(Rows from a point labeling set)
--- START ---

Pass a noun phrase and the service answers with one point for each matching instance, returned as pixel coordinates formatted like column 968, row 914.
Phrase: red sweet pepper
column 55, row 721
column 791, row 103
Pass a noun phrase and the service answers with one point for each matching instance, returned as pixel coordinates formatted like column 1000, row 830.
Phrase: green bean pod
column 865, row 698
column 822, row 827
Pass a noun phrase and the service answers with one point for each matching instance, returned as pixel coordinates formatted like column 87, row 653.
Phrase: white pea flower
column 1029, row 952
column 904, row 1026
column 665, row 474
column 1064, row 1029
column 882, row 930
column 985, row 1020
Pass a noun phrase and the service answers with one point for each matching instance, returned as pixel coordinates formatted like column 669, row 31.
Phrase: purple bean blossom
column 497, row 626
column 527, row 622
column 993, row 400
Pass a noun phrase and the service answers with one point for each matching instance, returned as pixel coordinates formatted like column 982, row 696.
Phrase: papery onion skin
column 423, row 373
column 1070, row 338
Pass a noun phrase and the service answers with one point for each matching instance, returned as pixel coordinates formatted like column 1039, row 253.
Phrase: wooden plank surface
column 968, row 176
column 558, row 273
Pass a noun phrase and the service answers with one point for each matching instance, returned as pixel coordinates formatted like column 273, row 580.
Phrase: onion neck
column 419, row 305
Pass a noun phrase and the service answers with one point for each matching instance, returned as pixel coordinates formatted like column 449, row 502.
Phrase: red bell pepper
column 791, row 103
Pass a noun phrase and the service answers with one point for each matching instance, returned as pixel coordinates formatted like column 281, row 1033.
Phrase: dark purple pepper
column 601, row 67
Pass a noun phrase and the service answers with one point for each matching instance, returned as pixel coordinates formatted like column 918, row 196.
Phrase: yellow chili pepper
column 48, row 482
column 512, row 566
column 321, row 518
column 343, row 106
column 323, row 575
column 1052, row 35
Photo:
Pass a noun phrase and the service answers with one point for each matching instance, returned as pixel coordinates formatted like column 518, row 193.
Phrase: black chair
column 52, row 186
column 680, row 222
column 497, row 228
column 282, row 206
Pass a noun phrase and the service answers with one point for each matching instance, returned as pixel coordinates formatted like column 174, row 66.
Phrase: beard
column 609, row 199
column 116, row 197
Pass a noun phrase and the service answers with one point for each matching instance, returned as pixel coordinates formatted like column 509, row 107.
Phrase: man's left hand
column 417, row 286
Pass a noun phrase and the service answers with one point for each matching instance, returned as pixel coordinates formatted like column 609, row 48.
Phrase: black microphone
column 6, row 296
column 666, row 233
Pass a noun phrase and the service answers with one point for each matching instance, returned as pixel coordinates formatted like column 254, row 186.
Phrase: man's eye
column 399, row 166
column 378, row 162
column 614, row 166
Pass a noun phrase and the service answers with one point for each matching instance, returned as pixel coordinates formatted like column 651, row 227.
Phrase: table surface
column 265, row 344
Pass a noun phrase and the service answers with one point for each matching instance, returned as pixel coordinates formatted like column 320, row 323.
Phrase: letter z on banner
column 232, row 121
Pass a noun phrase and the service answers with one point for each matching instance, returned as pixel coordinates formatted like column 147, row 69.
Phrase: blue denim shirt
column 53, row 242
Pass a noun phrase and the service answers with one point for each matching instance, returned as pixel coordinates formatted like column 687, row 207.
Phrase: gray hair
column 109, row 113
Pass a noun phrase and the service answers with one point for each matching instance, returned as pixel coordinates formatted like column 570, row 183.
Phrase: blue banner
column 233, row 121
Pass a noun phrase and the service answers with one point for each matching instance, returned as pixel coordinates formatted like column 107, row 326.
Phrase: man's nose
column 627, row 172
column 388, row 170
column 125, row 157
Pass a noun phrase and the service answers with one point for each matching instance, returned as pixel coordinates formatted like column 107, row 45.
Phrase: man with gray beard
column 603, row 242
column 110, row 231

--- END ---

Exercise directions
Can you reproduce the rows above word for word, starting with the line that contains "273, row 580." and going on through the line that contains "column 666, row 233", with both of those lines included?

Complete output
Pass a noun phrase and the service answers with one point for each matching instance, returned as pixel coordinates formatted like column 273, row 580.
Phrase: onion neck
column 419, row 305
Pass a noun phrase and the service answers with one point for each matching instance, returned as pixel coordinates formatted like column 449, row 502.
Phrase: red bell pepper
column 791, row 103
Pass a noun phrase and the service answers with one point for each matching instance, returned as pixel coordinates formatted like column 281, row 1033.
Phrase: dark purple pepper
column 601, row 67
Pass a noun phrase and the service answers with one point for each matching instance, returned as pixel coordinates formatted like column 918, row 196.
Phrase: yellow chili pepper
column 48, row 482
column 512, row 566
column 321, row 518
column 343, row 106
column 323, row 575
column 1052, row 35
Photo:
Pass a noun phrase and the service answers with one point for each matching instance, returned as pixel coordinates formatted like column 518, row 193.
Phrase: black chair
column 52, row 186
column 680, row 222
column 497, row 228
column 282, row 206
Pass a noun phrase and the service answers with one point for each matching instance, returned as pixel coordinates formatted like column 174, row 66.
Phrase: beard
column 609, row 199
column 116, row 197
Pass a noun phrase and the service answers with one point for each matching instance, returned as pixel coordinates formatted like column 509, row 107.
Phrase: man's left hand
column 417, row 286
Pass a noun phrase and the service answers with one point for each matching instance, returned as pixel coordinates formatted like column 609, row 48.
Phrase: black microphone
column 6, row 296
column 666, row 233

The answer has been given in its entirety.